Data supplied -
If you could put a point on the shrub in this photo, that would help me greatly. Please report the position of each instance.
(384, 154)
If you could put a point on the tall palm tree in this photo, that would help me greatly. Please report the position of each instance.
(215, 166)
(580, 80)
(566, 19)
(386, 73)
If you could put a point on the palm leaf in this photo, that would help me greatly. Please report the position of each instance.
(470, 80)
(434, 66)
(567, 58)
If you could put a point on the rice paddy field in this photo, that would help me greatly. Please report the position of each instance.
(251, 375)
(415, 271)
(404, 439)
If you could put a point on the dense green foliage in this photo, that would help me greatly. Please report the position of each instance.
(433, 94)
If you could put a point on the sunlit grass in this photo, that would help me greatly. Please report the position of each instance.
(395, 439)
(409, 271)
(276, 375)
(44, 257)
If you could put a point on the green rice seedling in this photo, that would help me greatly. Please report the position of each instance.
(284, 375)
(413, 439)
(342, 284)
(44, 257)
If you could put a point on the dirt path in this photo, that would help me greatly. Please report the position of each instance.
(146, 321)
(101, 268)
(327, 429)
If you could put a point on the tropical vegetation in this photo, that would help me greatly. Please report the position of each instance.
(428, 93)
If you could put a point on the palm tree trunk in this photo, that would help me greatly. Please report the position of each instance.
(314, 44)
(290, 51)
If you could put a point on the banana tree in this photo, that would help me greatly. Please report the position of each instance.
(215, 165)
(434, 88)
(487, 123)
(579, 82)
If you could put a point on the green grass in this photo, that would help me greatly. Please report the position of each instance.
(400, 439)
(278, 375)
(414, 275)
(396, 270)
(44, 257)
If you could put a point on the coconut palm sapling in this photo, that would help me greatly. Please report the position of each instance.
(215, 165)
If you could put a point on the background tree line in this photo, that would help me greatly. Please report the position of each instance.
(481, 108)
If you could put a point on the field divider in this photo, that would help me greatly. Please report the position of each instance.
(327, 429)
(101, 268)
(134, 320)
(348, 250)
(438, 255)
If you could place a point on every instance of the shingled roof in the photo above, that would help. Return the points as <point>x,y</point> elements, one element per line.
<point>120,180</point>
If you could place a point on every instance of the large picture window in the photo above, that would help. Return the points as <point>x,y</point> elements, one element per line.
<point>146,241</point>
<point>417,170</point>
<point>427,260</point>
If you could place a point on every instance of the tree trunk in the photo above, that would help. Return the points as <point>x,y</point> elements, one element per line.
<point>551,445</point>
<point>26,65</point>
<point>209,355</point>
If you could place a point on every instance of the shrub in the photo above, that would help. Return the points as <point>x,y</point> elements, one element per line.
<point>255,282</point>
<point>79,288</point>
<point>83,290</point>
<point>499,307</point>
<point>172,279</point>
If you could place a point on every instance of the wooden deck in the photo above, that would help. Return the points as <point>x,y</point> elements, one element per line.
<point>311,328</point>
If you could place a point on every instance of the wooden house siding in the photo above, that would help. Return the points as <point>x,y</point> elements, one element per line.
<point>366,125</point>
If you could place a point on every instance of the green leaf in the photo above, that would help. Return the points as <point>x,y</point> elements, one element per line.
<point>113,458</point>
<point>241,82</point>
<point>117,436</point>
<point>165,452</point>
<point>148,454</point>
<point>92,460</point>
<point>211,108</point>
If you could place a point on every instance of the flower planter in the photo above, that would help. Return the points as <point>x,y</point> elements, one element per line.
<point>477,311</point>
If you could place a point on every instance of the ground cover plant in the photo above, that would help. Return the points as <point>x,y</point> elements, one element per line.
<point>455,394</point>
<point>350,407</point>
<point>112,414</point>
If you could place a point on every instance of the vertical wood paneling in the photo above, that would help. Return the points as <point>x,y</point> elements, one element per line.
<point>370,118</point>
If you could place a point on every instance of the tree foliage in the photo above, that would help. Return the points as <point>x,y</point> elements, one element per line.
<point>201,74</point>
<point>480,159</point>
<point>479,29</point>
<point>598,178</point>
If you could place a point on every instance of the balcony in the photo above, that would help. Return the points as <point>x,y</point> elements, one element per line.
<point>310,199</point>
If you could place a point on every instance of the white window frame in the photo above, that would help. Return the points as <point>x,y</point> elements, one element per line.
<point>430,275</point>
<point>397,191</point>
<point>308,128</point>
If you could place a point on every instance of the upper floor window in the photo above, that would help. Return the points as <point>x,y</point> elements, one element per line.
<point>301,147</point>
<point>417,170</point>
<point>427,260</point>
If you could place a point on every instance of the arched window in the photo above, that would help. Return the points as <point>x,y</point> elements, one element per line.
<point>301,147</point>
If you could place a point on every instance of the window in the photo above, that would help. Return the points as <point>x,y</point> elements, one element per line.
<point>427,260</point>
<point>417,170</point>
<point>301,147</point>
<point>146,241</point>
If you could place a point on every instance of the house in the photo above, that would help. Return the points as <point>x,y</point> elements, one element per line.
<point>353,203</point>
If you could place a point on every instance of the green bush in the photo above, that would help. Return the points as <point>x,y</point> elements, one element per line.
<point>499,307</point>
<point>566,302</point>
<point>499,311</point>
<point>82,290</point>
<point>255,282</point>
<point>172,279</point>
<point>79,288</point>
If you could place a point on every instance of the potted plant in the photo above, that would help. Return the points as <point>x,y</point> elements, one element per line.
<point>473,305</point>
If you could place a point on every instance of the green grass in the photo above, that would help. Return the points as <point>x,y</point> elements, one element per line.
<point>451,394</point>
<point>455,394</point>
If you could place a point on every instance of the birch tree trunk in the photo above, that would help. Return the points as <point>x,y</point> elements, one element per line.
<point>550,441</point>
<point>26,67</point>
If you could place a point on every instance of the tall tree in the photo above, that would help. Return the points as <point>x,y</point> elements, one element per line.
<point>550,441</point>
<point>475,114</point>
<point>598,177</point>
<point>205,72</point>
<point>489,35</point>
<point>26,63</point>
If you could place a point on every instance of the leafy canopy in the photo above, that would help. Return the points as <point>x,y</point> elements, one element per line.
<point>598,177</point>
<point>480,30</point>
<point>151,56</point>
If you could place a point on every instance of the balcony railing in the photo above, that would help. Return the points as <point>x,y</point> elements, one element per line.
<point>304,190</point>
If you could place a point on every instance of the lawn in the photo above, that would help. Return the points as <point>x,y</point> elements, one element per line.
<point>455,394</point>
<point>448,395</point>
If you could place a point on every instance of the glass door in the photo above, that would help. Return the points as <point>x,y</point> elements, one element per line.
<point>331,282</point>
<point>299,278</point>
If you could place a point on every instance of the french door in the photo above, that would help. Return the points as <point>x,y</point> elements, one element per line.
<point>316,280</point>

What you need to do -
Rewrite the listing above, changing every "photo" to "image" and leaving everything else untouched.

Result -
If you could put a point on the shrub in this image, that would help me greatly. Please report the position of each instance.
(384, 154)
If you could put a point on the tall palm tree in this image, that would help me greatly. Please report the position of each instance.
(215, 166)
(580, 80)
(566, 19)
(386, 73)
If you could put a point on the palm leaf in this image, that would help me greatly. Please report the position of each instance.
(470, 80)
(434, 66)
(567, 58)
If you could put a point on the rice paddy field in this image, that would help me greatly. Please report the position of each instance.
(251, 375)
(415, 271)
(404, 439)
If you could put a point on the dense green foliage in this image, that would help me greatly. Please report the position of each instance.
(433, 94)
If you could put a point on the sunlit grass in this image, that would help me greatly. Please report the position of each instance.
(395, 439)
(409, 271)
(276, 375)
(44, 257)
If you could put a point on the green rice seedling in this image, that would help me greatly. Please report the position of each instance.
(284, 375)
(413, 439)
(342, 284)
(44, 257)
If you could put a point on the dirt path in this image, that would help me greatly. Please report the position of each instance.
(146, 321)
(101, 268)
(327, 429)
If you could put a point on the tropical vegetation in this image, that would help me greatly. Please report the position of each instance.
(428, 93)
If you could put a point on the palm tree trunk in this image, that would help me greatly. Please report the position of each instance.
(314, 44)
(290, 51)
If you could put a point on the banana tree in this image, that would help me greatly. Please report the position of each instance.
(215, 165)
(434, 88)
(487, 123)
(579, 82)
If you could put a point on the green grass in this image, that would help me greatly. Please report the position of each instance.
(400, 439)
(278, 375)
(414, 275)
(396, 270)
(44, 257)
If you could put a point on the coconut palm sapling in this image, that would help me greatly. Please report the position of each instance.
(215, 165)
If you could put a point on the background tree line in this image, that would help me greatly. Please report the position of each instance.
(481, 108)
If you could put a point on the field divider in this image, that would help me greatly. Please report the position of each instance.
(327, 429)
(101, 268)
(134, 320)
(348, 250)
(438, 255)
If you could place a point on every instance of the shingled roof in the image above, that would help. Return the points as <point>x,y</point> elements, one element per line.
<point>120,180</point>
If you could place a point on every instance of the large picture window in the image above, that would help. Return the points as <point>x,y</point> elements, one element per line.
<point>146,241</point>
<point>417,170</point>
<point>427,260</point>
If you could place a point on every instance of the tree trunk in the image above, that would help. Return the points as <point>x,y</point> elements, one element per line.
<point>551,445</point>
<point>26,65</point>
<point>209,355</point>
If you could place a point on every instance of the shrub in the image above, that would help. Return the points as <point>x,y</point> elements, one element per line.
<point>255,282</point>
<point>79,288</point>
<point>83,290</point>
<point>499,307</point>
<point>172,279</point>
If you could place a point on every instance of the wooden deck in the image above, that would help. Return the points as <point>x,y</point> elements, one element per line.
<point>311,328</point>
If you could place a point on every instance of the wooden house siding in the image above, that would help. Return the points as <point>x,y</point> elements, one element per line.
<point>366,125</point>
If you could place a point on every instance of the green leaf in the image above, that would help. Return the points as <point>x,y</point> elements, one element per line.
<point>113,458</point>
<point>241,82</point>
<point>117,436</point>
<point>165,452</point>
<point>148,454</point>
<point>92,460</point>
<point>211,108</point>
If you could place a point on every instance of the flower planter in the image above, that would help. Return the points as <point>x,y</point> elements, one element per line.
<point>477,311</point>
If you could place a point on every instance of the ground cover plant in the image above, that would help. Return the points as <point>x,y</point> elements, one element per line.
<point>455,394</point>
<point>350,407</point>
<point>112,414</point>
If you could place a point on every instance of the vertical wood paneling in the image above, that would help. Return the points as <point>x,y</point> elements, one element per line.
<point>370,118</point>
If you could place a point on every instance of the tree foliage in the image above, that would help. Return the points as <point>x,y</point> elements, one element per line.
<point>201,74</point>
<point>480,159</point>
<point>479,29</point>
<point>598,178</point>
If you could place a point on every instance of the balcony in the image above, that would help. Return the points as <point>x,y</point> elements, one element per line.
<point>310,199</point>
If you could place a point on every instance of the white window frame in the image above, that would help. Return the points as <point>x,y</point> elements, one element per line.
<point>430,275</point>
<point>397,191</point>
<point>308,128</point>
If you could place a point on every instance of the upper floor window in the image above, that would help. Return the points as <point>x,y</point> elements, one element per line.
<point>301,147</point>
<point>417,170</point>
<point>427,260</point>
If you could place a point on every instance of the arched window in the image above, that would help. Return the points as <point>x,y</point> elements, one element per line.
<point>301,147</point>
If you could place a point on every instance of the window in the image above, that would help. Return the points as <point>x,y</point> elements, one element per line.
<point>427,260</point>
<point>417,170</point>
<point>301,147</point>
<point>146,241</point>
If you could place a point on every instance of the house in the image above, that would help. Return the points as <point>x,y</point> elements, one element per line.
<point>353,203</point>
If you could place a point on every instance of the green bush in the image above, that would help. Return the points as <point>x,y</point> elements, one element per line.
<point>499,307</point>
<point>566,302</point>
<point>499,311</point>
<point>82,290</point>
<point>255,282</point>
<point>172,279</point>
<point>79,288</point>
If you could place a point on every instance of the potted plant in the image above, that would help. Return the points as <point>x,y</point> elements, one element per line.
<point>473,305</point>
If you could place a point on every instance of the green grass in the image above, that would help. Return the points as <point>x,y</point> elements, one element per line.
<point>451,394</point>
<point>455,394</point>
If you could place a point on every instance of the birch tree trunk in the image above, that would help. Return the points as <point>x,y</point> elements, one element per line.
<point>550,441</point>
<point>26,67</point>
If you could place a point on every instance of the tall tree in the image above, that would help. Return the points as <point>x,y</point> elements, one element per line.
<point>550,441</point>
<point>475,114</point>
<point>598,177</point>
<point>205,72</point>
<point>489,35</point>
<point>26,63</point>
If you could place a point on every instance of the leafy canopy in the image above, that would help. Return the points as <point>x,y</point> elements, one element per line.
<point>598,177</point>
<point>480,30</point>
<point>151,56</point>
If you could place a point on every instance of the balcony railing in the image above, that would help. Return the points as <point>x,y</point> elements, one element per line.
<point>304,190</point>
If you could place a point on every instance of the lawn in the image above, that would help. Return the points as <point>x,y</point> elements, one element per line.
<point>455,394</point>
<point>448,395</point>
If you could place a point on every instance of the glass door in the image above, that would help. Return the points as <point>x,y</point> elements, one element per line.
<point>331,282</point>
<point>299,278</point>
If you could place a point on every instance of the french door in the image above, that would help. Return the points as <point>x,y</point> elements, one element per line.
<point>316,280</point>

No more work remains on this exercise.